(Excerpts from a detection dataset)
· · · · · · ·

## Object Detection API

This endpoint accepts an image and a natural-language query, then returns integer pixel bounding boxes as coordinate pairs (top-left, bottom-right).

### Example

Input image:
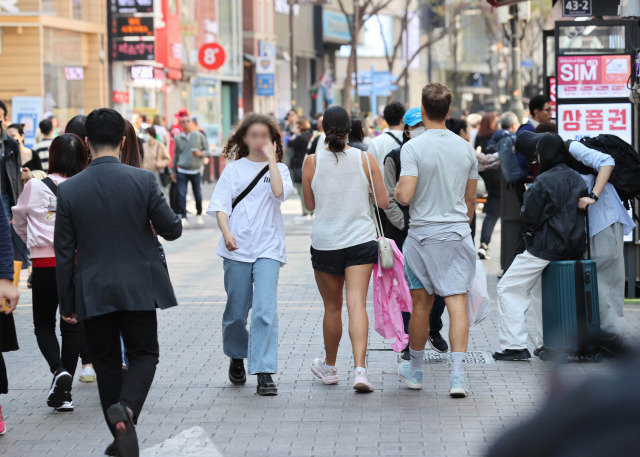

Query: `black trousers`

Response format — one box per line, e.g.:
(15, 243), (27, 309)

(31, 268), (82, 376)
(84, 311), (160, 436)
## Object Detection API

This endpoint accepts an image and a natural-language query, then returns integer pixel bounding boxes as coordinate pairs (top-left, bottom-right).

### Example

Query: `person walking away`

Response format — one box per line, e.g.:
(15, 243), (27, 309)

(33, 119), (55, 173)
(394, 83), (478, 397)
(289, 118), (313, 218)
(54, 108), (182, 457)
(493, 133), (588, 360)
(207, 114), (293, 396)
(478, 111), (520, 260)
(12, 133), (89, 412)
(302, 106), (389, 393)
(142, 127), (171, 197)
(368, 102), (405, 167)
(383, 107), (449, 360)
(171, 113), (207, 227)
(517, 94), (553, 135)
(349, 116), (370, 151)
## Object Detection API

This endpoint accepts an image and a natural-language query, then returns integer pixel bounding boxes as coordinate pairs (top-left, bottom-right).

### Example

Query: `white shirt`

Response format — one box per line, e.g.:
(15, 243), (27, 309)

(207, 158), (293, 264)
(368, 130), (402, 169)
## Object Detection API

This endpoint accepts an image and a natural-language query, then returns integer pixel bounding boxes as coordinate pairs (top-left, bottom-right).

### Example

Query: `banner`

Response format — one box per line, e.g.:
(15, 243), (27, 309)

(557, 55), (631, 98)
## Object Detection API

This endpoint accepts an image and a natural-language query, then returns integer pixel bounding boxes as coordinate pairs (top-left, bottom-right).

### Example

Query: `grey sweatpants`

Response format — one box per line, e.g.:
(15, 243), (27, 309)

(591, 222), (625, 342)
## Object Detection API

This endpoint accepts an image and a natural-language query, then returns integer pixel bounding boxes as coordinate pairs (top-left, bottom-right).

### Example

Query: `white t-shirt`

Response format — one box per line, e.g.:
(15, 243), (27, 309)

(367, 130), (402, 169)
(207, 158), (293, 264)
(400, 129), (478, 227)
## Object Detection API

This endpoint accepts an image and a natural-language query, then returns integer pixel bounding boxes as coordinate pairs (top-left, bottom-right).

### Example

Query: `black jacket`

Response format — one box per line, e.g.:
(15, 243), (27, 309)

· · · · · · ·

Instructions for the task: Rescale the portion of the listing that begins with its first line and ends with the line containing "(349, 116), (370, 151)", both included. Copy out every line, multiplying each coordinate in the answer boxes by 1.35 and rounding to whole numbers with halves rounded up, leaving all numbers outside the answers unchanged, and omitting the pictures.

Final result:
## Object Detection API

This endpoint accepts an image and a natural-language query, then returns integer pixel bounding boxes as coordinate pairs (top-left, bottom-right).

### Example

Input image:

Query: `black trousers`

Response format — one box per line, e.g.:
(15, 243), (27, 309)

(42, 362), (111, 508)
(113, 420), (216, 589)
## Object Detection API

This endpoint accepts an image and a natural-language query, then returns integer pixel bounding boxes as coordinate pairs (top-left, bottom-right).

### Example

Query: `person walking away`

Response format — one box per line, e.g.:
(15, 243), (27, 309)

(45, 161), (74, 234)
(532, 112), (645, 536)
(390, 159), (423, 294)
(73, 146), (246, 617)
(666, 180), (794, 486)
(279, 154), (396, 535)
(645, 150), (702, 351)
(16, 180), (120, 556)
(408, 143), (525, 531)
(192, 171), (231, 266)
(497, 138), (547, 225)
(517, 144), (606, 486)
(231, 153), (279, 306)
(698, 127), (747, 182)
(471, 157), (500, 204)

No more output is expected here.